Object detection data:
————————

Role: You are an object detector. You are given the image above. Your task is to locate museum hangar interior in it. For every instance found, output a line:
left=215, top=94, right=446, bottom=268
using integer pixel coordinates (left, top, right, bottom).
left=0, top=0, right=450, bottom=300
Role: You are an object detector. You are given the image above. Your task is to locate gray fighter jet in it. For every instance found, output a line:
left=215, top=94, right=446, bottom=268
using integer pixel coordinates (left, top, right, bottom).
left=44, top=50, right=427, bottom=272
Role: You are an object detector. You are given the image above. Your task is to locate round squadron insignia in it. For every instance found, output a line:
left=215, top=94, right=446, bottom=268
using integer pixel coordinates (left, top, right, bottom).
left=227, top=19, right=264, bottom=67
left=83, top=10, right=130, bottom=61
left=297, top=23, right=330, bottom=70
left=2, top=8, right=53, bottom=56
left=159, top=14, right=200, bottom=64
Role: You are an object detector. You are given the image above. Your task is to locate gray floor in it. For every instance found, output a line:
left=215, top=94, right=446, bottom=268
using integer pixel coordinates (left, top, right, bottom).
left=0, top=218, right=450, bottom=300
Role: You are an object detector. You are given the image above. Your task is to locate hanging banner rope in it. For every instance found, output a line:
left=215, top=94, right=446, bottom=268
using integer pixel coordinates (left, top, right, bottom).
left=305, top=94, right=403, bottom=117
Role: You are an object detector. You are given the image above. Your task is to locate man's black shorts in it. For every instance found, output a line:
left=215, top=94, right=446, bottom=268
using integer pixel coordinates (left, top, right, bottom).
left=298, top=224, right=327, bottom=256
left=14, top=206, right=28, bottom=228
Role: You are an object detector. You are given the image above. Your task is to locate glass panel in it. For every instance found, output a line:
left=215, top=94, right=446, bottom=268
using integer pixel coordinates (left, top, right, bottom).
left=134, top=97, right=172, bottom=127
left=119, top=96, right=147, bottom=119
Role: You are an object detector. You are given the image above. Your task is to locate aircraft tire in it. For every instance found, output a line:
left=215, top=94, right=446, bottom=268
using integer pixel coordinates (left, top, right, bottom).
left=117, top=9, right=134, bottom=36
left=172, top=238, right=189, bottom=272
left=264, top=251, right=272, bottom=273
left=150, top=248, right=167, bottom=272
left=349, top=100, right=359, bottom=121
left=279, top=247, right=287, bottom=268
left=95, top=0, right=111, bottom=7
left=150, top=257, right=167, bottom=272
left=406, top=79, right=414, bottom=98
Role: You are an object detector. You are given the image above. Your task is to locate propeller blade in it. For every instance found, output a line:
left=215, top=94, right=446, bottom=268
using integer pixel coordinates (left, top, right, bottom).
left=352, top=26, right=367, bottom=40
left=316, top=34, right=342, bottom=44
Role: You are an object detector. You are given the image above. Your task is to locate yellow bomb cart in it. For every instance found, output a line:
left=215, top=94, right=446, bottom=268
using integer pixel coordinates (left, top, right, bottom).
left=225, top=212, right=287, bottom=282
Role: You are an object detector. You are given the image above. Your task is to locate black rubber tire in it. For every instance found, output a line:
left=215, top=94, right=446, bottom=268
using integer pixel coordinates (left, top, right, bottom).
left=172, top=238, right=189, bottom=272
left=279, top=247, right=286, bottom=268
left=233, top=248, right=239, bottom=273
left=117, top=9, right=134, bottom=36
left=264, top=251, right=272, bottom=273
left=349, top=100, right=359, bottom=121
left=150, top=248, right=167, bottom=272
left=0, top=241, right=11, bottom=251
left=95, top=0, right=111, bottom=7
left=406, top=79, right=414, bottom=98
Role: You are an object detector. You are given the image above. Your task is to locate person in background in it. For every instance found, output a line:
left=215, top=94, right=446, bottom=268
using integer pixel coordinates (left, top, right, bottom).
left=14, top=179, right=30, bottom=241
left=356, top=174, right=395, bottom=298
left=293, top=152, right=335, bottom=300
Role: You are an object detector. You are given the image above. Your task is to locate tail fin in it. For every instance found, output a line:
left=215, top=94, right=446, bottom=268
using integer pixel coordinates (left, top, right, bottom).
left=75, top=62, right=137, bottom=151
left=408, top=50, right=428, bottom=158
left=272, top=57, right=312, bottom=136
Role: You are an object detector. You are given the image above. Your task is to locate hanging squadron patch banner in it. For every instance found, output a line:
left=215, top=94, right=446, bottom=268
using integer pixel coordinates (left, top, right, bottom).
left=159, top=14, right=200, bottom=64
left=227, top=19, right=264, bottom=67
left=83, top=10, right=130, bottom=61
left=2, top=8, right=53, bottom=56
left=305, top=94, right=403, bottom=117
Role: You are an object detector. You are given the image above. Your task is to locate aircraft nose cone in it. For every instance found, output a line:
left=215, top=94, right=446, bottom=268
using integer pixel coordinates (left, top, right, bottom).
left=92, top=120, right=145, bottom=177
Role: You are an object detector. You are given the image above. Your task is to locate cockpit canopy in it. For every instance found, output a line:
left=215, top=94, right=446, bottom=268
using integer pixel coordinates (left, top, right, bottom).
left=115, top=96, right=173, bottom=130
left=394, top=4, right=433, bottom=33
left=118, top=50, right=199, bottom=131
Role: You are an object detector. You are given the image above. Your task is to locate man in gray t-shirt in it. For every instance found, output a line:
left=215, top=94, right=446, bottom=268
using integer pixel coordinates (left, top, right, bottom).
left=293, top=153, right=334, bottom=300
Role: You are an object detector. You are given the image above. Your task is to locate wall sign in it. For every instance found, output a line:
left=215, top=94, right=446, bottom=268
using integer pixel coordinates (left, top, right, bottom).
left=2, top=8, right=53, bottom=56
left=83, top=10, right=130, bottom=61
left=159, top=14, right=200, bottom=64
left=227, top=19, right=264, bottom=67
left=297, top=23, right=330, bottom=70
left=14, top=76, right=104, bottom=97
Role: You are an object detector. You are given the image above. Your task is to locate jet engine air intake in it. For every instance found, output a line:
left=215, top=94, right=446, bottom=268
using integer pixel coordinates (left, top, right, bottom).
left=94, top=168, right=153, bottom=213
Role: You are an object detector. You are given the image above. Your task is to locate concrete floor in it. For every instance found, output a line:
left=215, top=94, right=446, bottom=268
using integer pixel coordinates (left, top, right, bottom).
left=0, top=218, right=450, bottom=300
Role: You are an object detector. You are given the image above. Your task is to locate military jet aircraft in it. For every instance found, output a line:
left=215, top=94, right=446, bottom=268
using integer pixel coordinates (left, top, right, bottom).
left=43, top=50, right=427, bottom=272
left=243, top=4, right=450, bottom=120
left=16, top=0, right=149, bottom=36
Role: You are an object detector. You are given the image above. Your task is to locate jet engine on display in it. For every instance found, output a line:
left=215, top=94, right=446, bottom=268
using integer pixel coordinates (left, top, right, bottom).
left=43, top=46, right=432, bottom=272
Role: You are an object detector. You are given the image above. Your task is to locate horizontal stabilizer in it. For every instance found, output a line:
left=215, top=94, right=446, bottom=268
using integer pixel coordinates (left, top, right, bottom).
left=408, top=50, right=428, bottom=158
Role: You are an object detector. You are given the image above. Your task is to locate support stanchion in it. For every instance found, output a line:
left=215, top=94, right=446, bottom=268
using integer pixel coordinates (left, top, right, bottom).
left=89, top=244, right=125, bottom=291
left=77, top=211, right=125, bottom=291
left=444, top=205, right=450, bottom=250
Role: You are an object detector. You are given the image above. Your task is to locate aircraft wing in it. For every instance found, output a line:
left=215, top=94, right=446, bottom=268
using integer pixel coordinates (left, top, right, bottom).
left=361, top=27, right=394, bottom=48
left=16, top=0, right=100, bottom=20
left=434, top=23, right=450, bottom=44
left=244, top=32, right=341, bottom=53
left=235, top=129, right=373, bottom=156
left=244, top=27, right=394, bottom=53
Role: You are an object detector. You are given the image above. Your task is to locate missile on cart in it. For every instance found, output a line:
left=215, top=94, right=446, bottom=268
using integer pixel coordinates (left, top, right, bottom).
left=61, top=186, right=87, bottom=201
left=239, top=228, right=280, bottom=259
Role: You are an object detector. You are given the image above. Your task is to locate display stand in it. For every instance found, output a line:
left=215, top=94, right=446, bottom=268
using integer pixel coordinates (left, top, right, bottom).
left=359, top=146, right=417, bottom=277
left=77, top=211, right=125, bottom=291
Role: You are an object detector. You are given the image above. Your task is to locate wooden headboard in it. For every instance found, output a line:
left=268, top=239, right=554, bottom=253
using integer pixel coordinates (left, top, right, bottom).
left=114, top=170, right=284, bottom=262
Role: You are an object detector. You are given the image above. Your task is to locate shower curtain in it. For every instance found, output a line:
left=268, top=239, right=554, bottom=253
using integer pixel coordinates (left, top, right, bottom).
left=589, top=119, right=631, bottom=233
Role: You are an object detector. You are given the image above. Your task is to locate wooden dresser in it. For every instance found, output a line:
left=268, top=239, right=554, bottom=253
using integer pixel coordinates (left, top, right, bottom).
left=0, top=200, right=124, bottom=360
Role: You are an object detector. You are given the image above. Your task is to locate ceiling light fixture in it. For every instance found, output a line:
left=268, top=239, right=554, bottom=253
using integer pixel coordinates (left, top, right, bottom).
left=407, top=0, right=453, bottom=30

————————

To be done. From the items above, keep only the lines that contain the string "floor", matching case exactly, and copy each one out in full.

Answer to the task.
Role: You are an object detector. You are given the image above. Your task is to locate gray floor in it. For every instance found, output a line:
Role: You are an object detector. You are given the image above. Your task is to locate concrete floor in it. For every instance found, output a line:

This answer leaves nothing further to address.